연습 지시사항:
아래 줄들에 나오는 "fist" 표현을 모두 "hand" 표현으로 바꾸어 다시 쓰고, 그 밖의 내용은 그대로 두세요.

데이터셋 발췌:
- - - - - - -

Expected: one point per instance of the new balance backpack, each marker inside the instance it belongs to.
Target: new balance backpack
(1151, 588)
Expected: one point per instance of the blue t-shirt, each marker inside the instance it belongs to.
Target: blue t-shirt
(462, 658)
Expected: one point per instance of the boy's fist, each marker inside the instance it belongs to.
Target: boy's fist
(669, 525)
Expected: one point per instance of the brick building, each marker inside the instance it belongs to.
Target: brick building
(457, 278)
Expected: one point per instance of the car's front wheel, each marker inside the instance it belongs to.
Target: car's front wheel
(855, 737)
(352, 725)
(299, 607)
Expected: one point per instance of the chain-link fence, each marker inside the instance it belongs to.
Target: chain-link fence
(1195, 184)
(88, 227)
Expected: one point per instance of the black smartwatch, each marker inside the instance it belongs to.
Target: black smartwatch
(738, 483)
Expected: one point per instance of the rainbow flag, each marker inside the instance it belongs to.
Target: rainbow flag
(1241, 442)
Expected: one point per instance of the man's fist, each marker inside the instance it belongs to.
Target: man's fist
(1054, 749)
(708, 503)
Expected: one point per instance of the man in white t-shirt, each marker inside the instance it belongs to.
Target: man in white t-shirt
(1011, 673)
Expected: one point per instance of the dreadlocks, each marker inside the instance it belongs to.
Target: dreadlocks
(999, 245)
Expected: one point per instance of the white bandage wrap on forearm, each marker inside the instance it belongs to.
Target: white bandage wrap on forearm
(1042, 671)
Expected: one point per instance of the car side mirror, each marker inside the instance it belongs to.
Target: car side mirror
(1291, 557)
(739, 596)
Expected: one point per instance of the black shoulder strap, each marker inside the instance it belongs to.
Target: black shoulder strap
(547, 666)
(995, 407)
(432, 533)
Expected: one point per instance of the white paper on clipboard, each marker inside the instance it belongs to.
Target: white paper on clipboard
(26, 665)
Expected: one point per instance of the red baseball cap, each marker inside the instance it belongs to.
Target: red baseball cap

- - - - - - -

연습 정답:
Expected: one point per instance of the new balance backpack, each marker inside the instance it belongs to.
Target: new balance backpack
(1151, 588)
Expected: one point per instance of the blue t-shirt, each marker inside the instance it belongs to.
Target: blue t-shirt
(462, 658)
Expected: one point per instance of the boy's hand, each marker inside the instance it belongs to.
Target: boy's hand
(669, 525)
Expected: one point per instance of the brick building, each marker inside the instance it belongs to.
Target: brick building
(457, 278)
Expected: one point per instance of the car's front wheel, each marker inside the instance it belongs to.
Target: car's front wheel
(855, 737)
(352, 725)
(299, 607)
Expected: one point per instance of the chain-link fence, each marker inside the instance it belongs to.
Target: chain-link fence
(1195, 184)
(88, 227)
Expected: one point per instance of the black smartwatch, each marker inside the instance it belongs to.
Target: black smartwatch
(738, 483)
Expected: one point per instance of the rainbow flag, each marker inside the instance it belongs to.
Target: rainbow flag
(1241, 442)
Expected: one point per instance of the man's hand, each marker inside the instance it belongs to.
Target: man's hand
(1054, 749)
(708, 503)
Expected: one point per instance of the man in white t-shirt, each marker inside the instance it belongs to.
Target: man in white t-shirt
(1011, 673)
Expected: one point per instance of the dreadlocks, each marker inside the instance it belongs to.
Target: dreadlocks
(999, 245)
Expected: one point per instance of the white bandage wrap on forearm, each marker inside the instance it belongs to.
Target: white bandage wrap on forearm
(1042, 671)
Expected: one point per instance of the car side mirror, each marker inside the instance it belongs to.
Target: car side mirror
(1291, 557)
(739, 596)
Expected: one point per instance of the black shoulder strap, each marker inside the instance it belongs to.
Target: black shoulder strap
(547, 666)
(995, 407)
(432, 533)
Expected: one point per instance of the white paper on clipboard, each marker inside the instance it belongs to.
Target: white paper on clipboard
(26, 665)
Expected: one point per instance of the red baseball cap, each marker inside the instance it belongs to.
Target: red baseball cap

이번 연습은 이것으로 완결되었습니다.